BEGIN EXTRACTED ENTRIES
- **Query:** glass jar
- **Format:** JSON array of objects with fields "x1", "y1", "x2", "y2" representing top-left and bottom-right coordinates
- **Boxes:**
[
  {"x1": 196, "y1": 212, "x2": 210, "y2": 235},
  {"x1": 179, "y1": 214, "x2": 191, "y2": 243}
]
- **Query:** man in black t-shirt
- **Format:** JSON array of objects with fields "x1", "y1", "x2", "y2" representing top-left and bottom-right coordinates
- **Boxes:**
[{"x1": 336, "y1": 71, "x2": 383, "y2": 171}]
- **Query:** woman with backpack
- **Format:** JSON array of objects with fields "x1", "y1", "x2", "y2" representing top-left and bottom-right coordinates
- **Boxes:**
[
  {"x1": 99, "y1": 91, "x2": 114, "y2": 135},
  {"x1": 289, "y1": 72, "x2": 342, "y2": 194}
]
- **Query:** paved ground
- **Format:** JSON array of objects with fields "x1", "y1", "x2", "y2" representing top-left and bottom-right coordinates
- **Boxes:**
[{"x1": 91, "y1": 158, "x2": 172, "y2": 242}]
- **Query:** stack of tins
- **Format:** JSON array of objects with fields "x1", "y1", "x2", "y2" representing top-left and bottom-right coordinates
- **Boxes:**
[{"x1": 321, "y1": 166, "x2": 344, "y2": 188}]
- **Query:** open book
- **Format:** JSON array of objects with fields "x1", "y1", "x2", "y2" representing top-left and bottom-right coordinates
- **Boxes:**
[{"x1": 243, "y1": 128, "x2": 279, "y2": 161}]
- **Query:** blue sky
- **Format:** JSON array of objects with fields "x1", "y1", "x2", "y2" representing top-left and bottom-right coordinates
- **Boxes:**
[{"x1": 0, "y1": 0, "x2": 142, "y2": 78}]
END EXTRACTED ENTRIES
Skip every line before the one containing "- **Query:** woman with backpack". Retype that line and the rest through the last one exactly as they stand in the listing.

- **Query:** woman with backpack
- **Format:** JSON array of objects with fields "x1", "y1", "x2", "y2" representing top-left and bottom-right coordinates
- **Boxes:**
[
  {"x1": 99, "y1": 91, "x2": 114, "y2": 135},
  {"x1": 289, "y1": 72, "x2": 342, "y2": 194}
]
- **Query:** paved ground
- **Format:** JSON array of objects with fields "x1", "y1", "x2", "y2" representing top-left and bottom-right coordinates
- **Boxes:**
[{"x1": 91, "y1": 158, "x2": 172, "y2": 242}]
- **Query:** stack of tins
- **Format:** JSON array of objects with fields "x1", "y1", "x2", "y2" representing top-left and bottom-right coordinates
- **Boxes:**
[{"x1": 321, "y1": 166, "x2": 344, "y2": 188}]
- **Query:** open book
- **Format:** JSON array of objects with fields "x1", "y1", "x2", "y2" representing top-left and bottom-right coordinates
- **Boxes:**
[{"x1": 243, "y1": 128, "x2": 279, "y2": 161}]
- **Query:** blue sky
- **Format:** JSON array of objects with fields "x1", "y1", "x2", "y2" representing top-left and bottom-right coordinates
- **Boxes:**
[{"x1": 0, "y1": 0, "x2": 142, "y2": 78}]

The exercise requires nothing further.